/---

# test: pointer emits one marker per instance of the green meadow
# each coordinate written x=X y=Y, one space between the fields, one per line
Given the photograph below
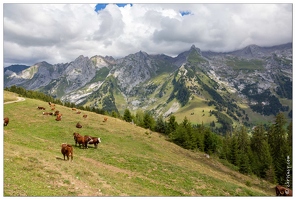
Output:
x=130 y=160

\---

WHAT THE TASK ASKS
In your copy of the material, match every word exactly and include no pictures.

RESULT OF THE TASK
# test: pointer emits one marker per instance of the green meadow
# each coordinate written x=X y=Y, one space between the fields, one per line
Given the photograph below
Output:
x=130 y=160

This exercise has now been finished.